_Excerpt to read_.

=== Section Start ===

As the show has transitioned into the national spotlight it has remarkably retained many of the hallmarks that made it such an oddity from the get-go. Gethard continues to combine the wackiness of early Letterman gimmicks with a level of fan intimacy not currently seen on network or cable TV. The show is genuinely unique not only in terms of the audience it seeks, but the format it eschews and the chaos it attracts. One episode might entail a game of human duck hunt, the next might feature callers sharing horrific experiences with insomnia. Regardless of the episode’s chosen theme, the events that transpire are almost entirely driven by viewers. It’s a rare thing when watching a TV show becomes an immersive and participatory experience, but that’s exactly where Gethard’s biggest influence lies. Other shows could, and should, take note of just how transformative they can be in regards to the lives of their fans if only they took on a fraction of the show’s populist approach and attempted to engage with their viewers, both on and off the air.

If there’s one thing Gethard gets better than anyone else it’s that the most fascinating characters are often the ones sitting right in front of him. The second episode, during the show’s public access years, best illustrates the power of the audience’s influence. On that episode, a woman named Jean called up confused as to what the point of the show was. Gethard gave her the address of the studio and told her to find out for herself. Twenty minutes later, she was part of program that she was previously puzzled by. Dubbed “Random Jean,” she continued to show up and participate in the next 15 episodes. Since then, the show has featured other callers-turned-castmates who are as random as Jean was.

By taking such a democratic and interactive approach to a medium typically populated by a slim pool of celebrities, Gethard is infusing the late night landscape with a burst of personal warmth and well-needed unpredictability. As the structure of more traditional late night shows have become rote, the Fallons and Kimmels of the world should take note of this bottom-top approach instead of relying on stale, topical monologues or guests plugging their latest project to fuel their nightly episodes. Even when Gethard has celebrity guests (early episodes featured a fortune-telling Amy Poehler and Zach Galifianakis giving haircuts to willing fans), they get in on the action but they are never the stars.

=== Section End ===

_Using the information_.
[A] From the Gethard excerpt, copy the text between "If there’s one" and "as Jean was.", inclusive.
[B] Based on the Gethard excerpt, why should the Fallons and Kimmels of the world take note of Gethard's bottom-top approach? Answer in one to three sentences.

_Records supplied_.

=== Section Start ===

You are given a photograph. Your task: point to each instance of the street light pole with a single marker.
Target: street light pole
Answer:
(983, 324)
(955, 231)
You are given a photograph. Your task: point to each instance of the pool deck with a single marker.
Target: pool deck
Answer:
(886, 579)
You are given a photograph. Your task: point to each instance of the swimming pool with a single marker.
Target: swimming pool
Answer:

=== Section End ===
=== Section Start ===

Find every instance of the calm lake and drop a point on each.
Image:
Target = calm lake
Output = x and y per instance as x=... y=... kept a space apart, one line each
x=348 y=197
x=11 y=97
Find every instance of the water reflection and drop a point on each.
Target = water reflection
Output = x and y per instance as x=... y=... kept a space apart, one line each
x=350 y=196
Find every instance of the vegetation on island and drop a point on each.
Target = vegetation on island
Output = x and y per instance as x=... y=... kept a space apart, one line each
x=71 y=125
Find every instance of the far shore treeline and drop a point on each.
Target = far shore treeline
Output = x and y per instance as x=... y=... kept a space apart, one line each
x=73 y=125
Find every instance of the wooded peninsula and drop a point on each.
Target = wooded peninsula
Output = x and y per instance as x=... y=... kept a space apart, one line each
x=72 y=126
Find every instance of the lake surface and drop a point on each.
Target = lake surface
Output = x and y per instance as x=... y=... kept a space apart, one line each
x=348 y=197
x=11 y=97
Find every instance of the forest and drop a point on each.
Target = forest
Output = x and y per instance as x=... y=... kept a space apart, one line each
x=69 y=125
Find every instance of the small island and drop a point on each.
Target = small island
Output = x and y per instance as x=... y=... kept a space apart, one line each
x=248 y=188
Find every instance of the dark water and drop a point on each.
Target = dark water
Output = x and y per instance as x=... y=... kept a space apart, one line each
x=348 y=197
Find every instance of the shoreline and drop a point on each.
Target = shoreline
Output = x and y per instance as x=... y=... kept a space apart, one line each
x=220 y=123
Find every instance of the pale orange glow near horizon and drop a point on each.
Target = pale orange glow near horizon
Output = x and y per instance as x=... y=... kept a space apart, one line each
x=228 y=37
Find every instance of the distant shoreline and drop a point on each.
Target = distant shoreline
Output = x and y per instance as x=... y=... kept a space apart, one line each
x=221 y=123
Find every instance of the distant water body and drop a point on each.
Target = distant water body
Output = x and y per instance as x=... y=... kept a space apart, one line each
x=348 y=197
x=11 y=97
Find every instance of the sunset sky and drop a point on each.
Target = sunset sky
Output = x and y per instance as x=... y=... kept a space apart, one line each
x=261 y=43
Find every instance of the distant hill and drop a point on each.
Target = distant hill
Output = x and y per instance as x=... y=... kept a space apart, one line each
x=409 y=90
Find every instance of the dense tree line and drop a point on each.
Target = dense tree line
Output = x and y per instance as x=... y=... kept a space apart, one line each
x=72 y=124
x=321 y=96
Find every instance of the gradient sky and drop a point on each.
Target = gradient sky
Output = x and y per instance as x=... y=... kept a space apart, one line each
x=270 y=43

=== Section End ===
=== Section Start ===

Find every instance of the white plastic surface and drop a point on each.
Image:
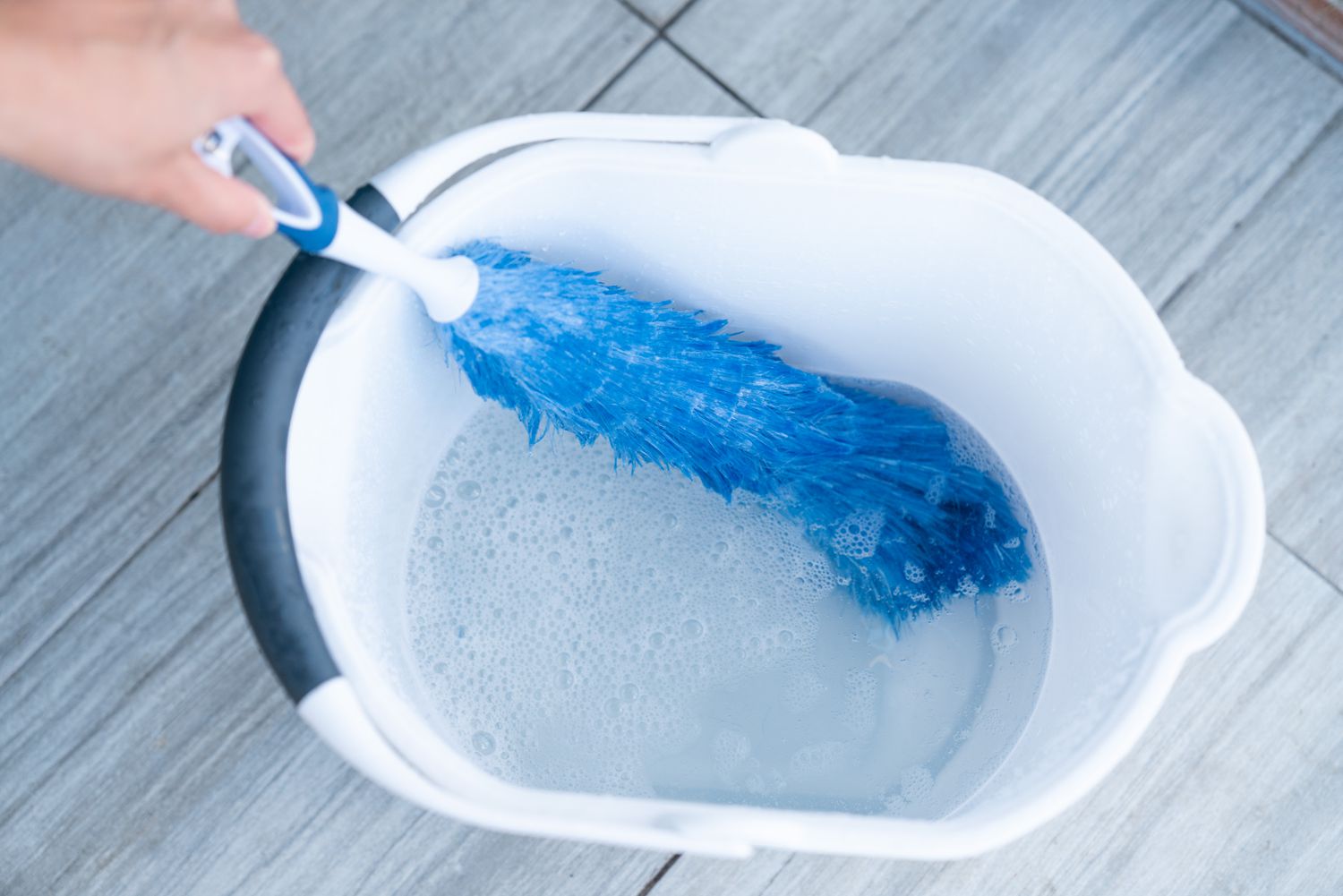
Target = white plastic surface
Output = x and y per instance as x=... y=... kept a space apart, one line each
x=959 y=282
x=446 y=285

=== Section End ===

_Solution list_.
[A]
If there’s one thing Gethard gets better than anyone else it’s that the most fascinating characters are often the ones sitting right in front of him. The second episode, during the show’s public access years, best illustrates the power of the audience’s influence. On that episode, a woman named Jean called up confused as to what the point of the show was. Gethard gave her the address of the studio and told her to find out for herself. Twenty minutes later, she was part of program that she was previously puzzled by. Dubbed “Random Jean,” she continued to show up and participate in the next 15 episodes. Since then, the show has featured other callers-turned-castmates who are as random as Jean was.

[B] The structure of more traditional late night shows has become rote. Those hosts could adopt the bottom-top approach instead of relying on stale, topical monologues or guests plugging their latest projects to fuel their nightly episodes.